### Coordinate labeling data
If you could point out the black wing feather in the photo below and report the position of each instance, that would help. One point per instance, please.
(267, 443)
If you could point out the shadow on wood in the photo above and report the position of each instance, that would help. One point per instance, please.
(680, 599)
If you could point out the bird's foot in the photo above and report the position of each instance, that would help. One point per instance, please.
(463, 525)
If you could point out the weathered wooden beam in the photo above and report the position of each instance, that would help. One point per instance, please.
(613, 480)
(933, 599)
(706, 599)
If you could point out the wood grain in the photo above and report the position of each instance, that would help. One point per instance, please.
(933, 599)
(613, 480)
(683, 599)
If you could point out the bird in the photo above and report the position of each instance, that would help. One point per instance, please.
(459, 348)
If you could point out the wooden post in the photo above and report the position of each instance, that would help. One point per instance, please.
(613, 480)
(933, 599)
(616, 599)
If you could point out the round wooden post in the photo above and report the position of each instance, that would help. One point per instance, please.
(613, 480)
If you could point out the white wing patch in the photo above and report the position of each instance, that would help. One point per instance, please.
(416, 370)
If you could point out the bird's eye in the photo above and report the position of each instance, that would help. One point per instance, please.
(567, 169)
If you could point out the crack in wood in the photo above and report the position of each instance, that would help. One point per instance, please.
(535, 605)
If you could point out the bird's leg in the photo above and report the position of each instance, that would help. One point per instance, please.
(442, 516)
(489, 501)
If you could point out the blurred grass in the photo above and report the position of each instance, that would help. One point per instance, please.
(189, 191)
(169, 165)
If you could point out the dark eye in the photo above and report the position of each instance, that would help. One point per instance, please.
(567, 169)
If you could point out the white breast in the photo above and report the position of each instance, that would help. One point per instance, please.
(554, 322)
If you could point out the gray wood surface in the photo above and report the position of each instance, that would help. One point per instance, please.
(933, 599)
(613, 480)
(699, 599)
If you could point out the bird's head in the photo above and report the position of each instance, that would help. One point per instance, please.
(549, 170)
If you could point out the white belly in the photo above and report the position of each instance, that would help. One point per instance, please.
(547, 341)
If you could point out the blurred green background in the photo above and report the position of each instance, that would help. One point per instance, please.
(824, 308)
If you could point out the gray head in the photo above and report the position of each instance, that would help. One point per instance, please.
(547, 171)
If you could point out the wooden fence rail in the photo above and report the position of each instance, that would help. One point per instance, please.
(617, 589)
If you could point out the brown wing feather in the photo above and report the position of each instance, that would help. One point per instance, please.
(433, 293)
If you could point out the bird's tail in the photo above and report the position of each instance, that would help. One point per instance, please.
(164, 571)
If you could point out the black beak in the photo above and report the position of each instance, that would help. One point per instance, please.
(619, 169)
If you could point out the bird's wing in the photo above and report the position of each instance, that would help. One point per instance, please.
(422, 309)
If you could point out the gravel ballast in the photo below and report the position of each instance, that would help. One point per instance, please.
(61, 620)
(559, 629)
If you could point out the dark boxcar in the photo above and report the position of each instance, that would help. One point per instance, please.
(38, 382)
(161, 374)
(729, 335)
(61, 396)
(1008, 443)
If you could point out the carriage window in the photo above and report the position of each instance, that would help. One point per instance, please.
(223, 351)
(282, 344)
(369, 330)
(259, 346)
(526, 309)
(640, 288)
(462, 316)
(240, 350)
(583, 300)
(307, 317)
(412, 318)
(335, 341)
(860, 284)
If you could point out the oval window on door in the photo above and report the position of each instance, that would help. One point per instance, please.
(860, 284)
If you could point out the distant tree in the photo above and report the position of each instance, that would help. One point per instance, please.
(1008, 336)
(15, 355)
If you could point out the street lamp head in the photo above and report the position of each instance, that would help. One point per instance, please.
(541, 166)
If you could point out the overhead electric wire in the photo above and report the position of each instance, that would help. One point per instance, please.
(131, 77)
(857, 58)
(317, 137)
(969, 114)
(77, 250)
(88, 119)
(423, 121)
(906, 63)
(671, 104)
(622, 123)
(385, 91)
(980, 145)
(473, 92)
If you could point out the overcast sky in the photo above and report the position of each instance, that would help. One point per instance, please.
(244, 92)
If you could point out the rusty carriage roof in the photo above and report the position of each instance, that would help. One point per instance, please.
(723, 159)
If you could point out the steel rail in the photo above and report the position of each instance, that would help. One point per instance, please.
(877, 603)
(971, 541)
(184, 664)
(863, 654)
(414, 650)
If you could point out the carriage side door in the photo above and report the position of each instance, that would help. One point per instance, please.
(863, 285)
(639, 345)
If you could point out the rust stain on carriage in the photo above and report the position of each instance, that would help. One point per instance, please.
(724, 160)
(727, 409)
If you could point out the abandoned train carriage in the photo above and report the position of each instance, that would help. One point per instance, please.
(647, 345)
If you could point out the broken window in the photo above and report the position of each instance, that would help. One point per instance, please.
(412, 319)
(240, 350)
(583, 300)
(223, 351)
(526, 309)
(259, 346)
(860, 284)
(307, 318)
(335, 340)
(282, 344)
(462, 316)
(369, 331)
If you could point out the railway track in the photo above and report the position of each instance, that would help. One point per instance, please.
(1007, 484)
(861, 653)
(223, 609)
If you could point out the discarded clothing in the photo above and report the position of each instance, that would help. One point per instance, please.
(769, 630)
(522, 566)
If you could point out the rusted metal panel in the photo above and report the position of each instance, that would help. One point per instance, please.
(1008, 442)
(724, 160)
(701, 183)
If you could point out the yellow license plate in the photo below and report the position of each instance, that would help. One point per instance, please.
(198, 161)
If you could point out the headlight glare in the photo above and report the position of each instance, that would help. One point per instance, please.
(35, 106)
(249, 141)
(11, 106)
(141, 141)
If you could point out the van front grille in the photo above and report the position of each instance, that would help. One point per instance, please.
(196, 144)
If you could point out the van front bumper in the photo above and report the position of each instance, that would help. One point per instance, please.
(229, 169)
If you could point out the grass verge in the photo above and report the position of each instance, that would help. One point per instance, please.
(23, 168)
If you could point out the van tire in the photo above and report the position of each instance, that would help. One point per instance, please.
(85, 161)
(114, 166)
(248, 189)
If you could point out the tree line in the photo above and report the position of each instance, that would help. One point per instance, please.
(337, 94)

### WHAT NEEDS TO BE DONE
Convert the listing above into a Markdown table with the columns Row and Line. Put each line in its own row with a row number, and skip any blank lines.

### COMPLETE OUTPUT
| Row | Line |
|---|---|
| 1 | If you could point out the black wing feather in the photo below and report the position of each instance, that would help. One point per instance, please. |
| 2 | (267, 443) |
| 3 | If you could point out the shadow on wood in the photo above and report the position of each instance, that would help. One point per instance, please. |
| 4 | (680, 599) |
| 5 | If you could point out the bird's foot in the photo above and report the position of each instance, that would help. One point per instance, please. |
| 6 | (463, 525) |
| 7 | If you could point out the weathered wooden beam in the photo above and report the position of each instance, that would help. One point per instance, please. |
| 8 | (613, 480) |
| 9 | (933, 599) |
| 10 | (706, 599) |
| 11 | If you could point out the wood grain in the photo above and report the position of each instance, that would help. One point per instance, please. |
| 12 | (933, 599) |
| 13 | (613, 480) |
| 14 | (683, 599) |
| 15 | If you could point out the bird in the photo above and report the position of each instance, that would help. One point per instance, please. |
| 16 | (459, 348) |
| 17 | If you could point out the wooden post in the photo above and report the position of each instance, that would help. One point per instance, please. |
| 18 | (613, 480) |
| 19 | (933, 599) |
| 20 | (616, 599) |
| 21 | If you could point out the round wooden post in the photo above and report the position of each instance, that would help. One point per instance, please. |
| 22 | (613, 480) |
| 23 | If you could point out the white wing patch in the photo above and report the position of each instance, that would help. One point per instance, please. |
| 24 | (416, 370) |
| 25 | If you could point out the bird's eye in the photo above and report the position of each instance, that would help. One point per instance, please. |
| 26 | (567, 169) |
| 27 | If you could point out the crack in wood in the photo above and report the position of each instance, that would help. One point per instance, please. |
| 28 | (535, 605) |
| 29 | If you could point out the bird's leg in the photo above and report the position of each instance, that would help. One point per instance, please. |
| 30 | (442, 516) |
| 31 | (489, 501) |
| 32 | If you could point out the blurred grass in the photo above and report the position of each instance, that would help. One point per instance, please. |
| 33 | (189, 191) |
| 34 | (169, 165) |
| 35 | If you could point out the dark eye in the photo above and report the position of each instance, that would help. One point per instance, please. |
| 36 | (567, 169) |
| 37 | If you could point out the white breast in the photo above and report the position of each instance, that would help. One point per instance, please. |
| 38 | (554, 322) |
| 39 | If you could point out the gray wood surface in the photo above and report the position of each instance, that would help. One point per instance, please. |
| 40 | (933, 599) |
| 41 | (613, 480) |
| 42 | (699, 599) |
| 43 | If you could point out the bird's head in the photo above and report the position of each instance, that would help. One point per instance, please. |
| 44 | (549, 170) |
| 45 | If you could point out the white belly in the photo above and report the position of each instance, that would help. One point per instance, please. |
| 46 | (547, 341) |
| 47 | If you could point out the blurred green background in the photo above and report the position of each instance, that would help. One point per instance, please. |
| 48 | (824, 308) |
| 49 | If you could point out the gray head in the photo above and report the position of each instance, that would help. One point per instance, please. |
| 50 | (547, 171) |
| 51 | If you could point out the wooden fence rail in the photo above and report the position of each instance, that would help. One point per instance, please. |
| 52 | (617, 589) |
| 53 | If you could point out the brown wing feather in the photo above and report the position of each instance, that would help. One point per instance, please. |
| 54 | (433, 293) |
| 55 | If you could point out the bird's tail in the photo above and report the position of each instance, that would help. One point per instance, please. |
| 56 | (164, 571) |
| 57 | If you could point out the black beak in the photo above and report the position of each instance, that would help. One point per instance, please. |
| 58 | (619, 169) |
| 59 | If you could point out the bird's wing in the photo above and report the position of each instance, that would help. One point per instance, please. |
| 60 | (422, 309) |
| 61 | If you could point out the gravel ballast in the photo below and report the position of each instance, that would help. One point per instance, please. |
| 62 | (61, 620) |
| 63 | (559, 629) |
| 64 | If you could point out the dark boxcar in the photo above and report the position of each instance, that would help. One point per instance, please. |
| 65 | (38, 382) |
| 66 | (161, 374) |
| 67 | (729, 335) |
| 68 | (61, 396) |
| 69 | (1008, 443) |
| 70 | If you could point out the carriage window in the photo above and report the position of each instance, that would help. One point per instance, please. |
| 71 | (223, 351) |
| 72 | (282, 344) |
| 73 | (369, 330) |
| 74 | (259, 346) |
| 75 | (526, 309) |
| 76 | (640, 288) |
| 77 | (462, 316) |
| 78 | (240, 350) |
| 79 | (583, 300) |
| 80 | (307, 317) |
| 81 | (412, 318) |
| 82 | (335, 341) |
| 83 | (860, 284) |
| 84 | If you could point out the oval window on door in the photo above and report the position of each instance, that would help. One point per instance, please. |
| 85 | (860, 284) |
| 86 | If you could point out the distant tree in the photo above and report the position of each instance, that would help. One point per instance, please. |
| 87 | (1008, 336) |
| 88 | (15, 355) |
| 89 | If you could point out the street lamp head in the photo above and report the position of each instance, that would help. One point per instance, please. |
| 90 | (541, 166) |
| 91 | If you could point out the overhead electric wire in the photo above and report the position of each instance, that would help. One point per instance, please. |
| 92 | (131, 77) |
| 93 | (857, 58) |
| 94 | (317, 137) |
| 95 | (969, 114) |
| 96 | (77, 250) |
| 97 | (88, 119) |
| 98 | (423, 121) |
| 99 | (906, 63) |
| 100 | (671, 104) |
| 101 | (622, 123) |
| 102 | (385, 91) |
| 103 | (980, 145) |
| 104 | (473, 92) |
| 105 | If you could point out the overcast sky in the photo above and report the position of each instance, that would help. One point per instance, please. |
| 106 | (244, 92) |
| 107 | If you could point out the rusty carriage roof in the photo above and report the position of each instance, that would help. One point per instance, please. |
| 108 | (723, 159) |
| 109 | If you could point out the steel rail in the photo above and report the position of each instance, that would help. One point per instance, please. |
| 110 | (877, 603) |
| 111 | (971, 541) |
| 112 | (184, 664) |
| 113 | (863, 654) |
| 114 | (414, 650) |
| 115 | If you could point out the carriage side door in the photo above and report the position of each instance, that would help. One point per instance, please. |
| 116 | (863, 285) |
| 117 | (639, 345) |
| 118 | If you could point out the rust stain on carriage in the photo above and report the position of each instance, that would help. One point per instance, please. |
| 119 | (724, 160) |
| 120 | (727, 409) |
| 121 | If you could point out the abandoned train carriage in the photo above and report the position of each instance, that would help. One point per instance, please. |
| 122 | (647, 345) |
| 123 | If you could point out the broken window in the photo above and report the position of each instance, that would help. One point per instance, please. |
| 124 | (412, 319) |
| 125 | (240, 350) |
| 126 | (583, 300) |
| 127 | (223, 351) |
| 128 | (526, 309) |
| 129 | (259, 346) |
| 130 | (860, 284) |
| 131 | (307, 318) |
| 132 | (335, 340) |
| 133 | (282, 344) |
| 134 | (462, 316) |
| 135 | (369, 331) |
| 136 | If you could point out the railway track in the photo above and report the position of each instance, that would help. One point per instance, please. |
| 137 | (1007, 484) |
| 138 | (861, 653) |
| 139 | (223, 609) |
| 140 | If you could point out the discarded clothing in the photo above and report the position of each instance, that would help. One point per instance, please. |
| 141 | (769, 630) |
| 142 | (522, 566) |
| 143 | If you could point out the rusted metal panel in the photo above and report the position of each instance, that would help. One point per instance, please. |
| 144 | (1008, 442) |
| 145 | (724, 160) |
| 146 | (701, 183) |
| 147 | If you could point out the yellow license plate in the photo below and report the position of each instance, that would help. One point per instance, please. |
| 148 | (198, 161) |
| 149 | If you could point out the headlight glare in the photo above and report the position of each instance, that would help. One point per instance, please. |
| 150 | (35, 106) |
| 151 | (249, 141) |
| 152 | (11, 106) |
| 153 | (141, 141) |
| 154 | If you could point out the van front grille in the photo above and report the position of each instance, that would help. One point per instance, please. |
| 155 | (196, 144) |
| 156 | If you could point out the van front bumper in the photo above and report the position of each instance, that would help. One point per instance, please. |
| 157 | (229, 169) |
| 158 | If you could point out the grass verge in the photo above and report the position of each instance, that would help. One point per instance, please. |
| 159 | (23, 168) |
| 160 | If you could point out the van tire in the photo above and report the position of each instance, that would help. One point per instance, please. |
| 161 | (85, 161) |
| 162 | (114, 166) |
| 163 | (248, 189) |
| 164 | If you could point out the tree line in the photo above and report the position of each instance, that would help. One point per instance, please. |
| 165 | (337, 94) |